* TRECHO DA PÁGINA

========

Escolha profissional – Rapidamente manifestei uma vocação para as humanidades. Não gostava de matemática, não era apaixonado pelas Ciências Biológicas, mas sempre gostei muito de história, literatura e português. Pensei de uma forma pragmática na época do vestibular. Fiz o raciocínio de que se fosse fazer faculdade nessas áreas teria dificuldade de inserção no mercado profissional, porque professor não ganhava muito. Fui fazer Direito achando que o curso me daria várias possibilidades de emprego. No fim das contas, acabei virando professor. Essa é minha ocupação número um, e para a qual sinto que tenho a maior vocação.
 
Ingresso na Unisinos - Fiz o mestrado na Universidade Federal de Santa Catarina. Lá, fiquei muito amigo de Salo de Carvalho, meu colega de mestrado. Ao final do mestrado, o Salo já era professor da Unisinos e me disse que havia necessidade de mais professores com titulação acadêmica no Direito. Então, em 1997 ingressei na universidade lecionando quatro disciplinas e, no segundo semestre, consegui horas de pesquisa. Em seguida, iniciou o curso de Pós-Graduação em Direito na Unisinos, o qual na época era coordenado pelo professor Leonel Severo Rocha. O curso tem um perfil interdisciplinar e exige dos professores e alunos um conhecimento não só da área do Direito, mas especialmente na área da filosofia e das ciências sociais. Depois, fiz o doutorado na Universidade Federal do Paraná. Obtive o apoio inestimável da Unisinos – fui um dos últimos professores a obter a bolsa de capacitação plena de 40 horas. Sou muito grato à instituição, porque isso me permitiu dar continuidade à carreira.

Relacionamentos e casamento – A experiência do meu primeiro amor platônico ficou como uma referência romântica que é importante para mim hoje. No mesmo ano que vim para a Unisinos me casei com uma moça que estudava Direito em Chapecó, e que conheci na primeira palestra que dei na vida, lá em Santa Catarina. Ela se chama Lilian. Quando vim para cá ela se transferiu para a Unisinos e se formou aqui. Depois, passou num concurso para juíza aqui no Rio Grande do Sul logo na primeira tentativa e hoje é juíza estadual. Já nessa época o casamento não andava muito bem e acabou terminando. Mas foi um processo muito importante, de descoberta. E aí acabei, um tempo depois, reencontrando a mulher que hoje é a minha esposa. Conheci a Maria Tereza na época do mestrado, antes mesmo de conhecer a Lilian. Ela também é professora e pesquisadora, da área da administração, tem graduação, mestrado e doutorado pela UFRGS. A gente se entende muito bem. Moramos em Porto Alegre, no bairro Rio Branco, nós e nosso cachorro, Alvinho, um vira-lata adotado.

========

* DADOS EXIBIDOS
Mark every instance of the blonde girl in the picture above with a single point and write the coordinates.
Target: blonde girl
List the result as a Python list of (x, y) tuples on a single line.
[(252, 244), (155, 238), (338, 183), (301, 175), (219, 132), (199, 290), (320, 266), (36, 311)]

========

* EXERCÍCIO
Escreva a continuação do relato autobiográfico sobre escolha profissional, carreira na Unisinos e casamento, começando logo depois da última frase apresentada.

* RESPOSTA ABAIXO
Autor – Dostoievsky e Guimarães Rosa.

Livro Dom Quixote e Grande Sertão Veredas.

Filme – Um mais antigo: Houve uma vez um verão e outro mais recente: A Vida dos Outros.

Nas horas livres – Jogar futebol, ir ao cinema e sair com os amigos.

Um sonho – Gostaria muito de poder viver num país mais justo, menos desigual e violento, que desse visibilidade pública para sua própria história. Uma coisa que me chateia muito e, como conselheiro da comissão de anistia me chateio mais ainda, é perceber como nosso país tem dificuldade de lidar com o enfrentamento do seu passado. E isso acaba se projetando para todas as pessoas e seus grupos, e essa é uma tendência que acaba arrastando todos nós. Viver num país que tivesse maior compromisso com isso traria uma sociedade melhor. É uma utopia, talvez com um pouco de vício da ideia do progresso, da qual os modernos todos são filhos.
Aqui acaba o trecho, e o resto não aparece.